Repeat the lines beginning at the one with "Where in this photo can the woman in black" and running to the end of the material, keeping the first and last of them, exactly as they appear.

══ The records

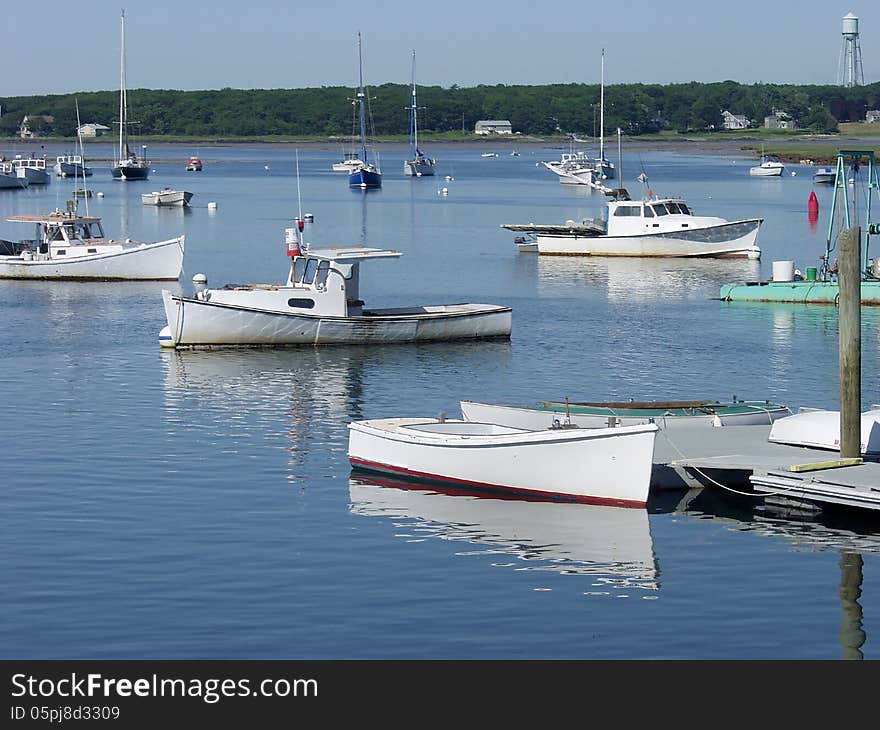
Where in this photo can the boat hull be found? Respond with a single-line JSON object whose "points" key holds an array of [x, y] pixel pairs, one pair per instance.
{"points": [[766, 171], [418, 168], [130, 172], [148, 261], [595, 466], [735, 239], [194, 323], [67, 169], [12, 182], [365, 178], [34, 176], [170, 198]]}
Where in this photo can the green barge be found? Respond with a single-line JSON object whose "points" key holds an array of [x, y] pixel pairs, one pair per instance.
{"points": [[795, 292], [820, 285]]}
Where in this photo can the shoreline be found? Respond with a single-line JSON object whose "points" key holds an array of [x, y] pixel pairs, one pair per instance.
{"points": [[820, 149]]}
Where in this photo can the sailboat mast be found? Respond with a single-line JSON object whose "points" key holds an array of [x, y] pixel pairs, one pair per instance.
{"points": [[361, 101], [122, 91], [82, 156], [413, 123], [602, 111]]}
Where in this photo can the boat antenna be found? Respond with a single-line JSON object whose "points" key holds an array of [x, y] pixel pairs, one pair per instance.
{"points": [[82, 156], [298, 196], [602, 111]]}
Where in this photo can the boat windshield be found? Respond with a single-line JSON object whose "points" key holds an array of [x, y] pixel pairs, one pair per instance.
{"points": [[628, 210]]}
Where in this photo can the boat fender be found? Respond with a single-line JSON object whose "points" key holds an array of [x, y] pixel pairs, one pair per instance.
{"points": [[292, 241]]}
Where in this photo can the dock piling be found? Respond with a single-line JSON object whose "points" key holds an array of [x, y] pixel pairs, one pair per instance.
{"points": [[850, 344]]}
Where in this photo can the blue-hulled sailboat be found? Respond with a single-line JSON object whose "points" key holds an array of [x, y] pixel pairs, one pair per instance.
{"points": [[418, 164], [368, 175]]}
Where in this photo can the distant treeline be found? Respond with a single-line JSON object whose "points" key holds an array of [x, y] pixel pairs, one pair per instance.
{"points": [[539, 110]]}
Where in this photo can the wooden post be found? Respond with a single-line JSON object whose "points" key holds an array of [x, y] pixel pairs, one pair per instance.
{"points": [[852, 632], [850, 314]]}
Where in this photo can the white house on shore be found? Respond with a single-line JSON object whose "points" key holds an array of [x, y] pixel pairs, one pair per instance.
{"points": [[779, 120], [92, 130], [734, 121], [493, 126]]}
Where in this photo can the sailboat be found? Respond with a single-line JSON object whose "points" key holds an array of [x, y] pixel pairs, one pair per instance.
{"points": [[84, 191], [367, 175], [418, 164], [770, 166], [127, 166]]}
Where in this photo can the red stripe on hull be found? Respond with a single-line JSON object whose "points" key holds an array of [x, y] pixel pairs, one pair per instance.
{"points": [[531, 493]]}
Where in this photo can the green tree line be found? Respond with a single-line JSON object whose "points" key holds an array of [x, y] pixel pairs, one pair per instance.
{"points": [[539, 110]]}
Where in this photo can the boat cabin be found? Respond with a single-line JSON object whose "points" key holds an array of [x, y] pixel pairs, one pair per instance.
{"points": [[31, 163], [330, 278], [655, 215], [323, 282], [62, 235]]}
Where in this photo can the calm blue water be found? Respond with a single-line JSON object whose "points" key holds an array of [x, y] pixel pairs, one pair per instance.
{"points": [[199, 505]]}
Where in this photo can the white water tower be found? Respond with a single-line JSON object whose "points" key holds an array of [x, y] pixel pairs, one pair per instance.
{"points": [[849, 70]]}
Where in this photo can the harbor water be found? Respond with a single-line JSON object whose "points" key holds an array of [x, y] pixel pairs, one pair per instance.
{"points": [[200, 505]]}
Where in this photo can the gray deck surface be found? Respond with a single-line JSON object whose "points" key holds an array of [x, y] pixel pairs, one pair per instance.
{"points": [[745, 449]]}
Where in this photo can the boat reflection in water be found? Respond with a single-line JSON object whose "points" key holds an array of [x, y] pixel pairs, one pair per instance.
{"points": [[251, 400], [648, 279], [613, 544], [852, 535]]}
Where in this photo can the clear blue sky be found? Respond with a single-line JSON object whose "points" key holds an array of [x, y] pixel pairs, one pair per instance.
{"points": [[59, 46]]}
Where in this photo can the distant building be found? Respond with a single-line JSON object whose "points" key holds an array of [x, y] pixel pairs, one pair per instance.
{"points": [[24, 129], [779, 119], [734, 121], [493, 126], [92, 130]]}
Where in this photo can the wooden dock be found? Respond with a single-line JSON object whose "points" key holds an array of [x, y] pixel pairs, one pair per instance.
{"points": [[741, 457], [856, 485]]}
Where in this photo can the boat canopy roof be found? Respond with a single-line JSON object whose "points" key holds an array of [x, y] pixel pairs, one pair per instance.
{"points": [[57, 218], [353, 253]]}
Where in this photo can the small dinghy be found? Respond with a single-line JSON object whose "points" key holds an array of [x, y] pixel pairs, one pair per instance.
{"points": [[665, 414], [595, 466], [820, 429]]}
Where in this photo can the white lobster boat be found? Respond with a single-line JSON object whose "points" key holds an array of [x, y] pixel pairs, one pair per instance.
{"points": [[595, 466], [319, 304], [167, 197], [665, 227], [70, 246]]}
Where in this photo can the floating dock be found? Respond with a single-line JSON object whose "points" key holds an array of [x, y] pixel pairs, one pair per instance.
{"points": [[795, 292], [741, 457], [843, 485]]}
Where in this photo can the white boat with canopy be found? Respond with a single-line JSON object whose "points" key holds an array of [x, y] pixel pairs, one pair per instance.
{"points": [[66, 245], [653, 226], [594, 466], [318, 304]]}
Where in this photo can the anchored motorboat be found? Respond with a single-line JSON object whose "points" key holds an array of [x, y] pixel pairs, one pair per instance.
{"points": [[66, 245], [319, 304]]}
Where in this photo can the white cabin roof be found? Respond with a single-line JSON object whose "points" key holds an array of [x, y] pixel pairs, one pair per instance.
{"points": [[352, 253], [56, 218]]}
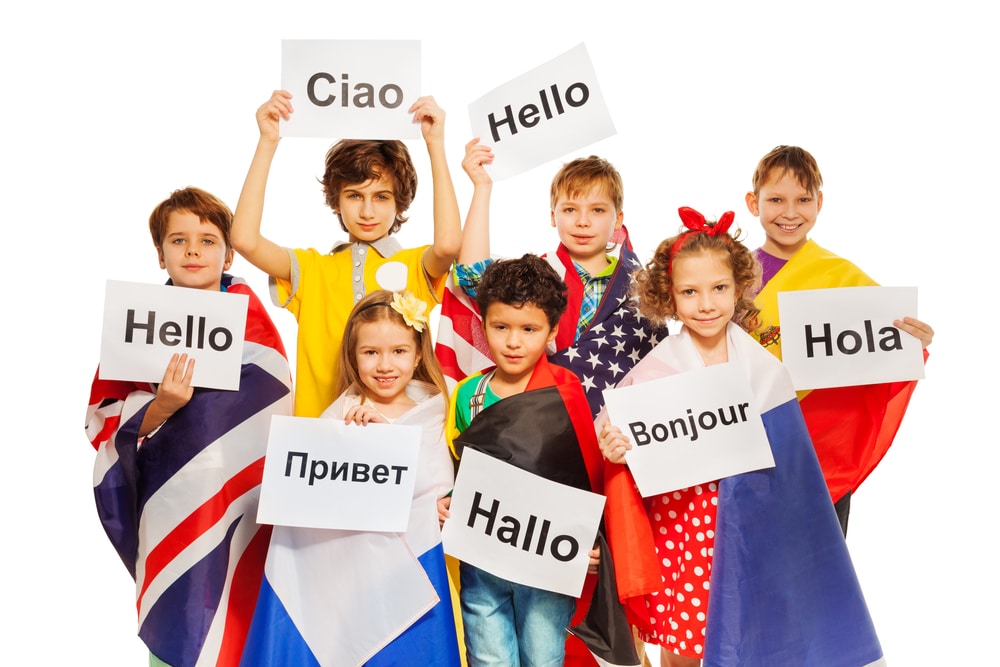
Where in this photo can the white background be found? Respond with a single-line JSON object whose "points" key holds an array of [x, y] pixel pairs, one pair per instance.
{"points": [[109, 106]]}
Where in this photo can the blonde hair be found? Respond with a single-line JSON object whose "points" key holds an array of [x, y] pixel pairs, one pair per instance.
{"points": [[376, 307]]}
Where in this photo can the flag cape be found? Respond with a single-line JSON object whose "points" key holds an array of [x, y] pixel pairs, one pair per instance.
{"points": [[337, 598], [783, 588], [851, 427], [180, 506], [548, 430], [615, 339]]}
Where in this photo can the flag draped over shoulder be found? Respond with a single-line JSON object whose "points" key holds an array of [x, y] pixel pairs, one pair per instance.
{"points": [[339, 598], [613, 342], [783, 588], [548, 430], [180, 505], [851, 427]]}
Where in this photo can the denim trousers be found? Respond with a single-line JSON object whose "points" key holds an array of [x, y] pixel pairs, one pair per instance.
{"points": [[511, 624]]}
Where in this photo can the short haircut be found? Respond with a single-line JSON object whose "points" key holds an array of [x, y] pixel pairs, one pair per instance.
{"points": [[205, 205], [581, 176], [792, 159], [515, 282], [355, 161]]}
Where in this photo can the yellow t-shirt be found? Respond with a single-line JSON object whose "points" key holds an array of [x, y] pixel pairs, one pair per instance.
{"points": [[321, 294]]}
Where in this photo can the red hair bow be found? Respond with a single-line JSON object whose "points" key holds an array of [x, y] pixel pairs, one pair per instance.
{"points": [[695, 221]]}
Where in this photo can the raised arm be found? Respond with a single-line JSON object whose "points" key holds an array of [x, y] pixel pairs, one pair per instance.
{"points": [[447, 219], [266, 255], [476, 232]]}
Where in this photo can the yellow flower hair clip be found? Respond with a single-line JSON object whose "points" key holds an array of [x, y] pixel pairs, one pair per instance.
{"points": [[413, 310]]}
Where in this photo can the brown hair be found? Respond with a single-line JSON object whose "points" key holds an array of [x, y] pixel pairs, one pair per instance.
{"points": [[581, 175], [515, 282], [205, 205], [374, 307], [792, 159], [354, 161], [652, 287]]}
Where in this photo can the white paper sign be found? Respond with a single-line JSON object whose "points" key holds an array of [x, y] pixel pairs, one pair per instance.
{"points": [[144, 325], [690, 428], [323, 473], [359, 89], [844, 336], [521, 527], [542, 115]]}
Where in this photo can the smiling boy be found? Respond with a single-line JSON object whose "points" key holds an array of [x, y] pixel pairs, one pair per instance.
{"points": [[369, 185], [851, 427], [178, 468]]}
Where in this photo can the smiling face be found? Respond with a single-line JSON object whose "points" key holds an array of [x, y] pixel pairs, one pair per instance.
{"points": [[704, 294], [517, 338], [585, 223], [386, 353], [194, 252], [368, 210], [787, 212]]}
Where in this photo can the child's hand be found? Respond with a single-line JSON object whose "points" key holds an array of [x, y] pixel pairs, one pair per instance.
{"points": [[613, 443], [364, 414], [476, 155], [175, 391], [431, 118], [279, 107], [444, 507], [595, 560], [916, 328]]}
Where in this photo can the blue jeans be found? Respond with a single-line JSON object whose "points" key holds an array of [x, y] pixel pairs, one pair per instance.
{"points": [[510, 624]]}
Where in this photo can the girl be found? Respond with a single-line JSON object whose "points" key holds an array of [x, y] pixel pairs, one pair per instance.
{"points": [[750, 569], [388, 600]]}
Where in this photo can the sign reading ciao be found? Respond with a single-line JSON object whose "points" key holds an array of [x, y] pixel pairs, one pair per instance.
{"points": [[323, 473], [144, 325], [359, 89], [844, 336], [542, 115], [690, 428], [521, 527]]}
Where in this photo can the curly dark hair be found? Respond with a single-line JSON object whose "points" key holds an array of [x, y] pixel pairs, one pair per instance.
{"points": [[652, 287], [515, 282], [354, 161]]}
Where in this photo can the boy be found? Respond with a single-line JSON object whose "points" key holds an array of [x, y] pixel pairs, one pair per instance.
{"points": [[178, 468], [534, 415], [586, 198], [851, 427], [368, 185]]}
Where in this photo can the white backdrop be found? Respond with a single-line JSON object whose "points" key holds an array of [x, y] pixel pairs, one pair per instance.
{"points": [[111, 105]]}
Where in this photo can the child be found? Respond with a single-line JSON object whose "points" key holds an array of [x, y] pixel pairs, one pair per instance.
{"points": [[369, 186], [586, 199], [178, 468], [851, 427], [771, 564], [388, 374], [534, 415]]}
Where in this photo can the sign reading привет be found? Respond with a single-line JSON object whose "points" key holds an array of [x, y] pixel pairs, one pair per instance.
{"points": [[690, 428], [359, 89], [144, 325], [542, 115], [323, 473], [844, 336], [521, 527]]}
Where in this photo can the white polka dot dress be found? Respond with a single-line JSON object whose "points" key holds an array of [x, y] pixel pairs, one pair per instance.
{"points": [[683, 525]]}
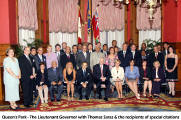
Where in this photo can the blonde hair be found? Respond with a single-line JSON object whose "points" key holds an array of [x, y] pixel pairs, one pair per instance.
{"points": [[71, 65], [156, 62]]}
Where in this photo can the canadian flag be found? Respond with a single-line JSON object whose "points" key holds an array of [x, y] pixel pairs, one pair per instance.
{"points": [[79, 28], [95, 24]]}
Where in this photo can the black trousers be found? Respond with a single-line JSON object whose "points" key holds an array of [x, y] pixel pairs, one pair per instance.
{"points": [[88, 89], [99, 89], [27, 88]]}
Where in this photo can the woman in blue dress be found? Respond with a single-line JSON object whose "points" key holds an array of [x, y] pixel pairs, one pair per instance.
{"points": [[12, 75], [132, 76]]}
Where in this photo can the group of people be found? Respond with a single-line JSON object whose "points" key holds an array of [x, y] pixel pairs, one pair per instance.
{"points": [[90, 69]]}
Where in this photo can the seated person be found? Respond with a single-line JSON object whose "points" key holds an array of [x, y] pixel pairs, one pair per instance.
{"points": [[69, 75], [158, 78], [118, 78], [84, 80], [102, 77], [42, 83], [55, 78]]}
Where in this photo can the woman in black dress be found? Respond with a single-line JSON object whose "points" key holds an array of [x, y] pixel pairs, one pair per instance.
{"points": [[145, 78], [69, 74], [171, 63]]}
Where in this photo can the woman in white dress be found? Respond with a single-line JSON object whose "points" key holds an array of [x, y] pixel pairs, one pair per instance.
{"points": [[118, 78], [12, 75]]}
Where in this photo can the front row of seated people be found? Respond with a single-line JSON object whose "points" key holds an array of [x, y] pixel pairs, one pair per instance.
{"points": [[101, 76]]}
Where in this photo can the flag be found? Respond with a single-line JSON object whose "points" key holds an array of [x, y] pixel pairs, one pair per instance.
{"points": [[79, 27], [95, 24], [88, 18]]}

════

# [In response]
Where in this photo can the woman in black dress be found? Respond with a single-line JSON object whose "points" key holds an array of [x, y] pixel pairs, one pair per instance.
{"points": [[145, 78], [69, 74], [171, 63]]}
Where in this photo can the woman in white dress be found? Respond with a single-line JSON object whose "points" key holds an array of [x, y] pixel pairs, one pair per instance.
{"points": [[118, 78], [12, 75]]}
Where in this photo can the front row of seated people be found? Respond with a single-line JSON object whose "points" key holds an array of [x, y] pixel pairs, one pair per instance.
{"points": [[101, 76]]}
Where in this photo can the flag be found? Respond with a single-line JSON object whose "points" key holds an array of [x, y] pixel pairs, one pair per instance.
{"points": [[79, 27], [95, 24], [88, 18]]}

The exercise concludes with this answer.